Attempted comeback and I'm a Celebrity...Get Me Out of Here!
After Five disbanded in late 2001, Brown kept a low profile, although he was involved in several protests in the London area, notably against UK involvement in the wars in the Middle East. In 2006 he joined up with three of his former bandmates, Robinson, Neville and Love (fifth member Conlon was committed to a Sony contract and decided not to join them) for a planned relaunch of the band. However, not enough record company interest was generated, and Five's comeback was abandoned less than nine months later.

Soon after Five's relaunch plan was abandoned, Brown became a contestant on the seventh series of ITV's I'm a Celebrity...Get Me Out of Here!. He made it into the final along with Christopher Biggins and Janice Dickinson, and finished in third place. He also appeared as a part of Ant McPartlin's team on Ant & Dec's Saturday Night Takeaway (February – March 2008). Soon after he appeared on Fiver's Generation Sex, and later became involved in writing/producing for other musicians.

Second Five comeback
After Brown's ex-bandmate Conlon appeared on The Voice UK on 24 March 2012 and failed to make it past the audition stage, discussions were had between the former bandmates about the possibility of a second reunion. Five later announced that they would be reforming for the ITV2 series The Big Reunion, but at the last minute, Brown pulled out of the reunion and refused to be part of the show, claiming that he no longer wants to be in the public eye.

○ ○ ○ ○ ○ ○ ○

**Set task A**
In the passage about Brown's career after Five, what place did Brown finish in on the seventh series of I'm a Celebrity...Get Me Out of Here!?

○ ○ ○ ○ ○ ○ ○

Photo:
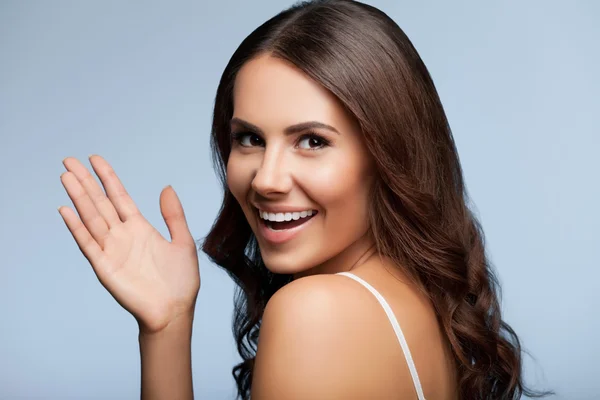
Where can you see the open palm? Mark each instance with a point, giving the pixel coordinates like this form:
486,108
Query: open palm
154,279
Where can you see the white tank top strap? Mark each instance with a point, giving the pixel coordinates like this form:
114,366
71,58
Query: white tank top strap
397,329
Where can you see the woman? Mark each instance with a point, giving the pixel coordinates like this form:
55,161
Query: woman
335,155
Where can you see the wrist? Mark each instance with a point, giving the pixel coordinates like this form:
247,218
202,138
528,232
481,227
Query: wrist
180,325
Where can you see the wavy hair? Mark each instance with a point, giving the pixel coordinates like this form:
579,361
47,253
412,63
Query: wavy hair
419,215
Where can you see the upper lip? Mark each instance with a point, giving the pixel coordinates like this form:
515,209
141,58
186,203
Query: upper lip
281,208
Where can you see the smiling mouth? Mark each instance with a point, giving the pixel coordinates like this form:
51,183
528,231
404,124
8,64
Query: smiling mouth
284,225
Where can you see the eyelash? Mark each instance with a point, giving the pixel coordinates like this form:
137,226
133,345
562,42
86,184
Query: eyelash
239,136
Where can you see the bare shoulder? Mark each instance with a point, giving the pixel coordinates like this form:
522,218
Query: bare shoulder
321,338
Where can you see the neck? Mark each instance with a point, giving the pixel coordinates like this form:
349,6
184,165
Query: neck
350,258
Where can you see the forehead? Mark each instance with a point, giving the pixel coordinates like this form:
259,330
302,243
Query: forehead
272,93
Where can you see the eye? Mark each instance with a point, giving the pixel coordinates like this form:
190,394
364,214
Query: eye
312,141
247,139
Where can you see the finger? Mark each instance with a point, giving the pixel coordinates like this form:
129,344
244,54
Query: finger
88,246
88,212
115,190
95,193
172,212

○ ○ ○ ○ ○ ○ ○

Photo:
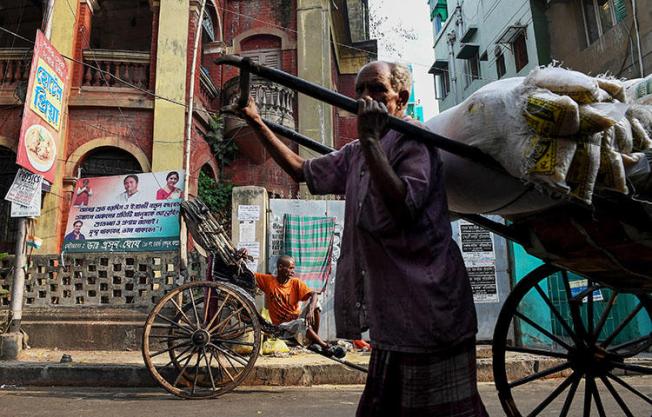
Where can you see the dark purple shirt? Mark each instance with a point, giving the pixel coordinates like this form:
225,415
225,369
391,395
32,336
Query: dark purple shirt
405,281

○ ○ ○ ○ ○ ○ ○

**Set task B**
Find every line in the records that contains the word "hair" and copy each of those lines.

**Result A**
He finished in third place.

**Result B**
Where can you see the wavy hair? Mark each instance with a point, giving the pixel coordinates like this form:
Query: wavy hair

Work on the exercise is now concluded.